# INSTRUCTIONS TO FOLLOW
Where a line in the listing below contains the word "lawn", copy that line.

# RECORDS PROVIDED
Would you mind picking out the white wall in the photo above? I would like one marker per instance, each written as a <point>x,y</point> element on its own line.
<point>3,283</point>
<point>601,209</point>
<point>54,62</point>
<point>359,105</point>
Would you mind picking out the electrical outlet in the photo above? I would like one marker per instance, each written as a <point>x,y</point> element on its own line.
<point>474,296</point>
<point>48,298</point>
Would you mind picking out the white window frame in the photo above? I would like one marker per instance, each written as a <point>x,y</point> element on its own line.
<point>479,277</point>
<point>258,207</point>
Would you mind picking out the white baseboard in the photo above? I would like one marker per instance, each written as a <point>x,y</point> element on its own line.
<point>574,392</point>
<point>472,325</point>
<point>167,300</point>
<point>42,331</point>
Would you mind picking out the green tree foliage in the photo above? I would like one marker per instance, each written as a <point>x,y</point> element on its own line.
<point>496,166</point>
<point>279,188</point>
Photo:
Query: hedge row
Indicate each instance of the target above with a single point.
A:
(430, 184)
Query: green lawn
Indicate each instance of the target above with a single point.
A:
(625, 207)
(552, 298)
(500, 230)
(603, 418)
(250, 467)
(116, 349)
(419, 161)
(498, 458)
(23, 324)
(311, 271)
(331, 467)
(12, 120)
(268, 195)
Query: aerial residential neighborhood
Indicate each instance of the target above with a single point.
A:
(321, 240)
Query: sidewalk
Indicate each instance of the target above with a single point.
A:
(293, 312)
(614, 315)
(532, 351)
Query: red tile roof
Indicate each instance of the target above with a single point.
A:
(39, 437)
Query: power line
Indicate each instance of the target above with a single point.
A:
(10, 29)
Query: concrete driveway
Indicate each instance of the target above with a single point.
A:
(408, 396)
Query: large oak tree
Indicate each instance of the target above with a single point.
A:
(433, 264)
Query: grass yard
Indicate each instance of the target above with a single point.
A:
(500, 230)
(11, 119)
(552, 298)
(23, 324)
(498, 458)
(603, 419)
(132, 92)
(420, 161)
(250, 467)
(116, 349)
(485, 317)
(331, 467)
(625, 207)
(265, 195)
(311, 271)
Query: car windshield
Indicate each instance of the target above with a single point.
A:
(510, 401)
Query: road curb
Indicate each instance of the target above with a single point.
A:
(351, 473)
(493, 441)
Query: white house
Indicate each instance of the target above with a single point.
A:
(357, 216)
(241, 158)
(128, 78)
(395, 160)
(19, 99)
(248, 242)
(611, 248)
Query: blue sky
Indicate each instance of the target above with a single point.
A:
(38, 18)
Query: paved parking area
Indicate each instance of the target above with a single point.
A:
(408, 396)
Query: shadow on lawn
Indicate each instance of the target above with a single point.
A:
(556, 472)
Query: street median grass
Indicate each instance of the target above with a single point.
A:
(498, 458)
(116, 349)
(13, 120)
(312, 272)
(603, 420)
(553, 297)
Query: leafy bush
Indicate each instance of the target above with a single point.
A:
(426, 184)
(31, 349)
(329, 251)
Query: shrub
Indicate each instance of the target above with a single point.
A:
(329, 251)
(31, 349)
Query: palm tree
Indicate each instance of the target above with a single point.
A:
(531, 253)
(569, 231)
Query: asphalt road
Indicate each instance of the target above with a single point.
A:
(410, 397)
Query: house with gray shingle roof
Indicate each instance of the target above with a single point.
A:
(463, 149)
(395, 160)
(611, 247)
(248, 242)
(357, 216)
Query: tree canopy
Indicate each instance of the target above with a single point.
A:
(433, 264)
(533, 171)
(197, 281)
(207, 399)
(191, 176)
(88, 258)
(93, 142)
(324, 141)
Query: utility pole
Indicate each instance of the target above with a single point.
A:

# SOLUTION TO THIS PROBLEM
Query: green lawn
Query: shadow on lawn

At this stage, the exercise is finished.